**Exercise objective**: Arrange the stretch of the listing below, from the line containing "Can you find the white ceramic" through the line containing "pixel 52 28", as a numbered list with blank lines dropped.

**Given data**:
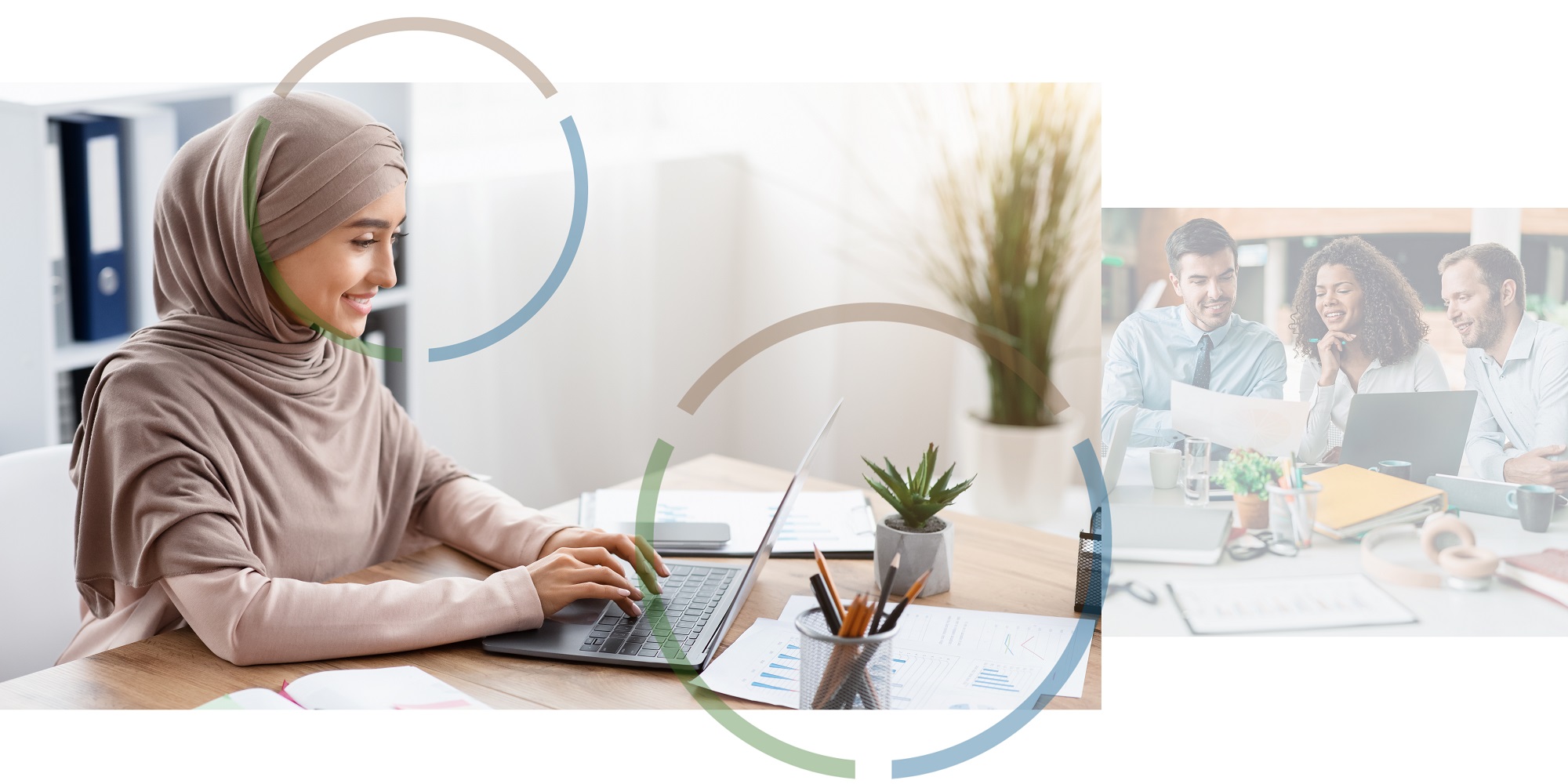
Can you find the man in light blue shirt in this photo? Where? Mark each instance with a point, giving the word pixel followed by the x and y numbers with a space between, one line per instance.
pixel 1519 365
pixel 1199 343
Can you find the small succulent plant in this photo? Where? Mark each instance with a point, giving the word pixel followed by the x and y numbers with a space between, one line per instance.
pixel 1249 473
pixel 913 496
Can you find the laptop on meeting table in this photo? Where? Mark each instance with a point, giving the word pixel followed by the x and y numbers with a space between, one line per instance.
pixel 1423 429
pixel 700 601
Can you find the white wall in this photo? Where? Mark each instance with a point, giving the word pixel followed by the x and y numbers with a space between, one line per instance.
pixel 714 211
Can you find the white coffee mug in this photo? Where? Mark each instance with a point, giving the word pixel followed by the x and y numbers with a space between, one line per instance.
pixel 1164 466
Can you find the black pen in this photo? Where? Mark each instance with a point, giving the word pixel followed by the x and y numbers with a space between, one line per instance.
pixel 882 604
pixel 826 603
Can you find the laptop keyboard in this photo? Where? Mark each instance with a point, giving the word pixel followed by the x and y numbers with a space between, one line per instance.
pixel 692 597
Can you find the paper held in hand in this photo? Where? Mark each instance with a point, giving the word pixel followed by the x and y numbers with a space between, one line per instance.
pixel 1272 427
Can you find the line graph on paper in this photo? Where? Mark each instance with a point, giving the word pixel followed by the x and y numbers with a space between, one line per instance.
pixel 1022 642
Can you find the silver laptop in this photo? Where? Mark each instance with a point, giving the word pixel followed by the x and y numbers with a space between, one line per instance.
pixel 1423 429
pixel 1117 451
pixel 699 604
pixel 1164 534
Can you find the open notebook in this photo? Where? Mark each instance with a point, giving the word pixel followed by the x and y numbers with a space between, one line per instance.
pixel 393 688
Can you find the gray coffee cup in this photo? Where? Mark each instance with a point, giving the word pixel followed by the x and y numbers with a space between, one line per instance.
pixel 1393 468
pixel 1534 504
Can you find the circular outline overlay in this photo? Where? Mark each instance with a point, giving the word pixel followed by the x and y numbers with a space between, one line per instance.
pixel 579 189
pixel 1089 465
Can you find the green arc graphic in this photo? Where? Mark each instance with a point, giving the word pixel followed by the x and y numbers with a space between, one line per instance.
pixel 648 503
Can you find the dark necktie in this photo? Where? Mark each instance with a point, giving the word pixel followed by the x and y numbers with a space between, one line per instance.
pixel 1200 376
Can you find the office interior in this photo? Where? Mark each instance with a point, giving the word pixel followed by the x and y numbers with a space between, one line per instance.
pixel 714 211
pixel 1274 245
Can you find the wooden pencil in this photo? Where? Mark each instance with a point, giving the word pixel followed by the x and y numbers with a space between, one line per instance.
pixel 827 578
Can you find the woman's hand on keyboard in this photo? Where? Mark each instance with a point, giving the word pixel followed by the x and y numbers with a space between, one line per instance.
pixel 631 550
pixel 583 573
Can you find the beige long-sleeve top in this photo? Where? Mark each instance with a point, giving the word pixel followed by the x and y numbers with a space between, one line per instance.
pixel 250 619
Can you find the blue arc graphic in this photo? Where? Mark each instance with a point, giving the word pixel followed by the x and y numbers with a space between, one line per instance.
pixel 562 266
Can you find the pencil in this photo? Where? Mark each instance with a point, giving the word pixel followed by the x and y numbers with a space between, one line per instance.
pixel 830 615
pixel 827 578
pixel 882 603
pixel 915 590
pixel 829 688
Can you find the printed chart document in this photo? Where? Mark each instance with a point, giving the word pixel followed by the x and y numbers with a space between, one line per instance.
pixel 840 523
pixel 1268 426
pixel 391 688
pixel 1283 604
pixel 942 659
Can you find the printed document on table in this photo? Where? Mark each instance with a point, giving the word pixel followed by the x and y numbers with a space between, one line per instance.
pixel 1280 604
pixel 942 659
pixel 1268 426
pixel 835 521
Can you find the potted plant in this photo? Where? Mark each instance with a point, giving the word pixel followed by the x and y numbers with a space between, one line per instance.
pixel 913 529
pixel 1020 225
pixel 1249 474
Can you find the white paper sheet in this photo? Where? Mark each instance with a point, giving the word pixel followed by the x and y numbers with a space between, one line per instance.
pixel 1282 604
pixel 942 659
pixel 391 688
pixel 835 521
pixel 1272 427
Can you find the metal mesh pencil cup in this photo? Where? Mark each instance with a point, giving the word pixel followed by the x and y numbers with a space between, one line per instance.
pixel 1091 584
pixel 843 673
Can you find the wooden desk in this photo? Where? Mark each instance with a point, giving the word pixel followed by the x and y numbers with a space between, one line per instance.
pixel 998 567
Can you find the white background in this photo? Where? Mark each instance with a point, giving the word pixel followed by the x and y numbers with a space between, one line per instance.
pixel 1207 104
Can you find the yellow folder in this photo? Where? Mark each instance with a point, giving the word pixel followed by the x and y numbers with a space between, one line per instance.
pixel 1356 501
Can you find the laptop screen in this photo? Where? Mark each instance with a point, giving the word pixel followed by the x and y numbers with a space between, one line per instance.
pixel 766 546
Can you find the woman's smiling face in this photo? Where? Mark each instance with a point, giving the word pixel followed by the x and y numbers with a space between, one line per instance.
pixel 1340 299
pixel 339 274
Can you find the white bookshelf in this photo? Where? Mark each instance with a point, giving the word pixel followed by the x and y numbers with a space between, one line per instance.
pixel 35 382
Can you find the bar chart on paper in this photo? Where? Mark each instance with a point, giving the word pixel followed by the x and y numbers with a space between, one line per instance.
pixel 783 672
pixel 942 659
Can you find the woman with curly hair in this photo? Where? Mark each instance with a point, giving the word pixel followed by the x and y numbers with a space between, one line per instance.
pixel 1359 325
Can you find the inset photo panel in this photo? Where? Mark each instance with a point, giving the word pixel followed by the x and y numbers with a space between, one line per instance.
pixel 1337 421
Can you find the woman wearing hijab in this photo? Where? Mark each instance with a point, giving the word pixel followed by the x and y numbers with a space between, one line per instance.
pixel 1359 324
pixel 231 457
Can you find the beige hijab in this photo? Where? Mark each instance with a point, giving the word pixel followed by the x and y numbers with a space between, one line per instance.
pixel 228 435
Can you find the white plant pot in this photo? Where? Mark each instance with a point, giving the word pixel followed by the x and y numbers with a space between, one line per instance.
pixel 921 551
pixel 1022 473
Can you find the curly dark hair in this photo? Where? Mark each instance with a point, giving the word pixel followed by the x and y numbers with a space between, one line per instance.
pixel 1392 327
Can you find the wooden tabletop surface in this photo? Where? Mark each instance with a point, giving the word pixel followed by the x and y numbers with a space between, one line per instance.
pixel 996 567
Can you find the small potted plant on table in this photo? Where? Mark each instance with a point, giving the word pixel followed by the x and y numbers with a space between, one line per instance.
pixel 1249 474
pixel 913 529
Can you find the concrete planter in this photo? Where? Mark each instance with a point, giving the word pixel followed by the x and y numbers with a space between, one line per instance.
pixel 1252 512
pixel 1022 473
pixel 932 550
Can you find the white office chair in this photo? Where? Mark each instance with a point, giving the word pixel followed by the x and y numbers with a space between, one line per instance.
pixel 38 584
---
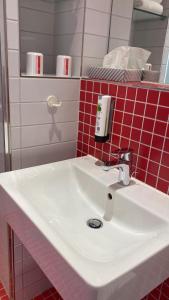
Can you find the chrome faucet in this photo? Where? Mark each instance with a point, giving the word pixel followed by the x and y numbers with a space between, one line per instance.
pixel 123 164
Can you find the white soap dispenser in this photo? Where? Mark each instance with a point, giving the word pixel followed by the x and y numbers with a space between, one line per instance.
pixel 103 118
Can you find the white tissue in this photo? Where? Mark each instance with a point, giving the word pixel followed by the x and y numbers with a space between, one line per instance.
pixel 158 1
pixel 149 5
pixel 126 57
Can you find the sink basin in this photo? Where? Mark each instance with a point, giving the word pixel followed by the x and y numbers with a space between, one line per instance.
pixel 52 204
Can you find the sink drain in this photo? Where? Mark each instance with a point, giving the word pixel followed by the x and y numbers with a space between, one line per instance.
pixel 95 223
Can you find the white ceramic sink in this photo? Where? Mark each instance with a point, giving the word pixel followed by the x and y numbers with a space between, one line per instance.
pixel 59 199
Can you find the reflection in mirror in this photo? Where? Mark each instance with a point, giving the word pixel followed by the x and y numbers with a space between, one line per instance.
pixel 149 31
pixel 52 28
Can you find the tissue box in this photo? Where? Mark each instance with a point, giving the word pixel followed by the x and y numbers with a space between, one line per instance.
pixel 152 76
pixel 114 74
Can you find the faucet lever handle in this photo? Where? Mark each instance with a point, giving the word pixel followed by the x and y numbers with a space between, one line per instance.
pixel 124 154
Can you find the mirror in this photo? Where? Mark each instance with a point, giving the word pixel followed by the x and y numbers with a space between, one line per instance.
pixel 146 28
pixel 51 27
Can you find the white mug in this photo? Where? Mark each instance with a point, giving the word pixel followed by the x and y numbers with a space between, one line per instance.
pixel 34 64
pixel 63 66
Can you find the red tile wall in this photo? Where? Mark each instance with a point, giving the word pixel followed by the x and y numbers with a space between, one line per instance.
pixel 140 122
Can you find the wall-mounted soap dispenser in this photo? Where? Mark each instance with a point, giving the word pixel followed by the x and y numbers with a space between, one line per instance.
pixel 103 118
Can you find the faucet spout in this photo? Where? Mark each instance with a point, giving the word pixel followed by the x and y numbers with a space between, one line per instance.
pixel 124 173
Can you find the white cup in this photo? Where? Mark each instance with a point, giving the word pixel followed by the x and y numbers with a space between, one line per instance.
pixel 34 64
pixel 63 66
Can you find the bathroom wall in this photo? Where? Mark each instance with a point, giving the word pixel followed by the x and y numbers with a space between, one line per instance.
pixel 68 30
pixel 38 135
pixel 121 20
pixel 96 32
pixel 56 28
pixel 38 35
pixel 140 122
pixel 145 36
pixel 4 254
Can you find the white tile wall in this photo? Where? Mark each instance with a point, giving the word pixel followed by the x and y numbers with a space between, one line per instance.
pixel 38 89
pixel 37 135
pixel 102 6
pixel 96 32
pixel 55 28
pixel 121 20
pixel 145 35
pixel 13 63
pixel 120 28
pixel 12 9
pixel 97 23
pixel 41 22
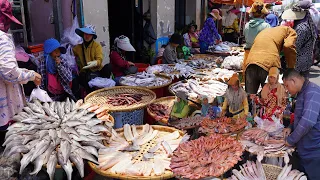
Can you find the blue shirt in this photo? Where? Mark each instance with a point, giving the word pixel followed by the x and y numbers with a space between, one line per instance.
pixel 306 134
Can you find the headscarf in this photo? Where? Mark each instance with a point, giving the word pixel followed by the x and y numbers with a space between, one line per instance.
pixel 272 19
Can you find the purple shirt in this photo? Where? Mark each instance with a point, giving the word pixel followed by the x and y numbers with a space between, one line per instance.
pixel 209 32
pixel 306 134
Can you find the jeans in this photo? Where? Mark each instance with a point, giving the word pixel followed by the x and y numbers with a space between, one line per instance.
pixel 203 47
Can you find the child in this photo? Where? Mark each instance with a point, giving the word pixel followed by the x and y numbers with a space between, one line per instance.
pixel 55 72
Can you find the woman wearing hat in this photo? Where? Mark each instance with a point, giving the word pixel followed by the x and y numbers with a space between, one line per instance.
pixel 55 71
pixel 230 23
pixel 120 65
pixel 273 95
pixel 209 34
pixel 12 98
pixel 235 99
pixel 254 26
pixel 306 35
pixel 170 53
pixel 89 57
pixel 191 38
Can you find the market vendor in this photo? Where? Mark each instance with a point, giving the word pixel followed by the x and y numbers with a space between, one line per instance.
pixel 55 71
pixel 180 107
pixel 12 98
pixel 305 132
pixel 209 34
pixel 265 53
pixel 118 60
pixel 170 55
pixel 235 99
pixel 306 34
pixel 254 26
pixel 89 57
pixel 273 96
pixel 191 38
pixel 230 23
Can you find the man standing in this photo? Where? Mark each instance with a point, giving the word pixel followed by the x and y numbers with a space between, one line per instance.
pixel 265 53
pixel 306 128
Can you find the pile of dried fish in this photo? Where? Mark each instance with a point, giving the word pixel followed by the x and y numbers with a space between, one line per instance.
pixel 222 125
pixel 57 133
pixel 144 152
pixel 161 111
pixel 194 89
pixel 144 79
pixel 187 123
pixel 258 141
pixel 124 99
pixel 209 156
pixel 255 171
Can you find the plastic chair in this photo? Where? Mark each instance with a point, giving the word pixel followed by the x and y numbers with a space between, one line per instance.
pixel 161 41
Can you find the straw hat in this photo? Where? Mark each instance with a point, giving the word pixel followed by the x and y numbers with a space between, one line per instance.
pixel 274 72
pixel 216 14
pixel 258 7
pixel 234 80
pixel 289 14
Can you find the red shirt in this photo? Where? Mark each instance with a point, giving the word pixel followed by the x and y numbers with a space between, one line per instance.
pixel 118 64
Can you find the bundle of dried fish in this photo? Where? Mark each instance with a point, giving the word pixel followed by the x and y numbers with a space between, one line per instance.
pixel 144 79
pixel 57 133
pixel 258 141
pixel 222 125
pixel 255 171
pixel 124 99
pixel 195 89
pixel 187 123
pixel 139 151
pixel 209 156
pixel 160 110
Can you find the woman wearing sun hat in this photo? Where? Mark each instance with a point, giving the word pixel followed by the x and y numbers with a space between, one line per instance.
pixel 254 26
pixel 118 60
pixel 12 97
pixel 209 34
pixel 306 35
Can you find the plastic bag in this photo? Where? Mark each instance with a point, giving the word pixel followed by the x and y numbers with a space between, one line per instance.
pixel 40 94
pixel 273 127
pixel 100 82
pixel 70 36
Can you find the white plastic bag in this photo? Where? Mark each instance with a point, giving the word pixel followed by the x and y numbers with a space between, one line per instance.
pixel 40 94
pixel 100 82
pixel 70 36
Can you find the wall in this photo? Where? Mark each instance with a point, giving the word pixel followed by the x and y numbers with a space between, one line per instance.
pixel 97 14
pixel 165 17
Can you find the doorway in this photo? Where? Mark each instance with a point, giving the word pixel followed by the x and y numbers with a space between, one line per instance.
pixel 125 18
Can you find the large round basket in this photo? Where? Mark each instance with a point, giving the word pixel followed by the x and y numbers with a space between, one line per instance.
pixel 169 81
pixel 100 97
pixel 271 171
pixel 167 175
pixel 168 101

**Answer to the exercise**:
1. Can you find the white ceramic sink in this photo? Where? Mark each instance with a point, giving the word pixel followed by the x and y numbers with a space between, one line per instance.
2. pixel 59 199
3. Can you find the reflection in mirror in this photo? Where? Mark each instance with a point, giving the word pixel followed by the x and y numbers with a space between, one line per instance.
4. pixel 149 31
5. pixel 52 28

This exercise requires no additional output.